Region pointing data:

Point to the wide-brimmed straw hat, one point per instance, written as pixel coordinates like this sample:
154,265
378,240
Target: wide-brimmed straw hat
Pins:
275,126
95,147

Task directions:
Word for word, write out the data.

Response for this exercise:
Point to the wide-brimmed straw hat, one point per instance, written as pixel coordinates like this sample:
154,265
378,240
Target: wide-brimmed straw hat
Pins:
275,126
95,147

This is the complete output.